_LESETEXT_

Auf der Stele am Bahnhof Griebnitzsee hatte einst gestanden: »Wir gedenken dem großen Vorbild Walter Junker, führendes Mitglied der Nowaweser Arbeiterbewegung, Antifaschist, Internationalist und Spanienkämpfer. Geboren am 27. November 1910, gefallen am 28. Juli 1938 bei Gandessa/Spanien.«
Dort steht es nun nicht mehr zu lesen, aber dafür jetzt im Internet auf der Seite erinnerungsorte-brandenburg.de. Vor anderthalb Jahren hatte Philipp Ziems die Idee, eine digitale Karte zu erstellen, auf der sich Erinnerungsorte finden und Adressen, Fotos und kurze Informationen abrufen lassen. Bis jetzt hat der inzwischen 32-Jährige gebraucht, solche Orte aufzusuchen und die Informationen zu sammeln - alles in ehrenamtlicher Arbeit neben seinem Job als Veranstaltungskaufmann in Berlin. Das Thema ist ihm wichtig. Er organisiert auch Gedenkstättenfahrten und sitzt im Vorstand der brandenburgischen Vereinigung der Verfolgten des Naziregimes - Bund der Antifaschistinnen und Antifaschisten (VVN-BdA). In der digitalen Karte erfasst sind nun 164 Orte wie zum Beispiel jüdische Friedhöfe, sowjetische Ehrenmale, KZ-Außenlager und Stationen der Todesmärsche. Technisch umgesetzt hat die Idee ein Programmierer - ebenfalls unentgeltlich.

_AUFGABEN_
1. Wie viele Orte sind laut dem Lesetext in der digitalen Karte erfasst?
2. Nenne alle Arten von Orten, die der Lesetext als Beispiele für die in der digitalen Karte erfassten Orte aufzählt.
3. Schreibe den Text über die digitale Karte der Erinnerungsorte in Brandenburg im Anschluss an seinen letzten Satz weiter.

_VORLIEGENDE DATEN_
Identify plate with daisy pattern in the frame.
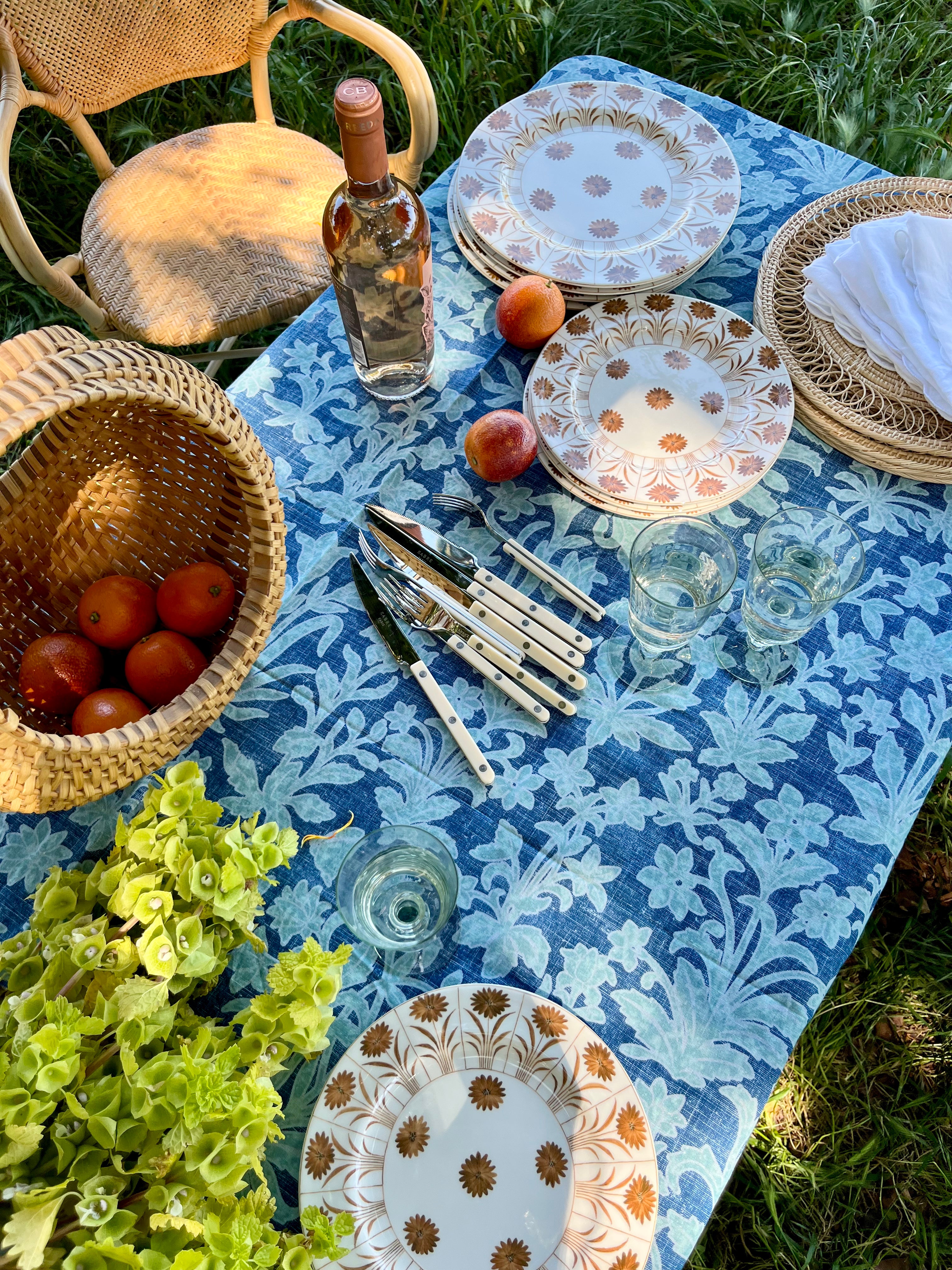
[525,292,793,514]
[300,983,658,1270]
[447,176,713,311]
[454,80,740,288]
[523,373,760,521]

==

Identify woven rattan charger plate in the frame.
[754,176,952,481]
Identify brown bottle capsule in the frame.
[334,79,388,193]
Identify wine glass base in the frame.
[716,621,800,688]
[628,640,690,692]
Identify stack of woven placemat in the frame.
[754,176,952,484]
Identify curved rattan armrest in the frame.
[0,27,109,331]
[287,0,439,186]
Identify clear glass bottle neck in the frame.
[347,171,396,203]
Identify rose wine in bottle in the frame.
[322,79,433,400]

==

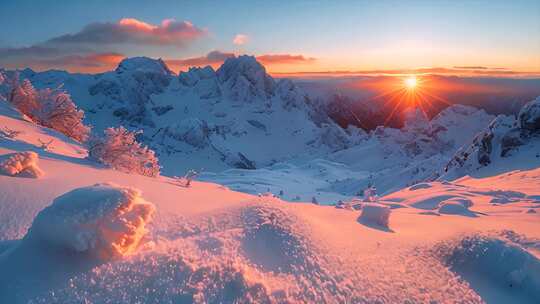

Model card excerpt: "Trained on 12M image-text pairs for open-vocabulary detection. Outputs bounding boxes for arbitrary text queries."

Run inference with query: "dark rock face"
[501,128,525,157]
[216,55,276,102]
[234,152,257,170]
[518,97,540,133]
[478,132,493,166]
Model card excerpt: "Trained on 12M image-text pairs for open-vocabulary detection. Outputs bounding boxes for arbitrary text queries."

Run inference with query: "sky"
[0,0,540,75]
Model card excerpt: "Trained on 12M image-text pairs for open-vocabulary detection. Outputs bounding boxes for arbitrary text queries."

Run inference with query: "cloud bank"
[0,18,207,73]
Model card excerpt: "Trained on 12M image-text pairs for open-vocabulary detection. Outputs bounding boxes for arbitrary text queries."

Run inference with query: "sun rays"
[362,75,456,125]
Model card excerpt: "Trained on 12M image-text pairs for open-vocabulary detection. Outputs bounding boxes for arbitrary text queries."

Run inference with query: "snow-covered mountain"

_LÖSUNGEN_
1. 164 Orte

2. jüdische Friedhöfe, sowjetische Ehrenmale, KZ-Außenlager, Stationen der Todesmärsche

3.
Online ist die Karte nun, aber nicht fertig. Denn es gibt mehr Orte des Gedenkens an Ereignisse in den Jahren 1900 bis 1945. Diesen Zeitrahmen hat Ziems gewählt. Einbezogen sind so auch Orte des Kampfes der Arbeiterbewegung gegen den Kapp-Putsch von 1920. Allein 43 der 164 Erinnerungsorte sind in Potsdam. Da wohnt Ziems. 16 Orte sind im Kreis Märkisch-Oderland. Hier hat Nils Weigt recherchiert. Beiden wäre Hilfe willkommen. Denn es gibt noch einige Landkreise, für die kein einziger Ort verzeichnet ist. Fotos und kurze Informationen kann man per E-Mail zusenden.
Häufig keine große Hilfe waren Ziems bisher Stadtverwaltungen, bei denen er anfragte, ob sie zu dieser oder jener Gedenktafel nähere Angaben machen können. Nach Wochen des Wartens kam von denen manchmal nur die Antwort, er solle beim Stadtarchiv nachfragen. Aber darauf wäre er auch selbst gekommen. Wertvoll ist die Karte, weil sie wahrscheinlich auch kaum bekannte Orte vorstellt, die in keiner Denkmalliste verzeichnet sind, wie Nils Weigt vermutet.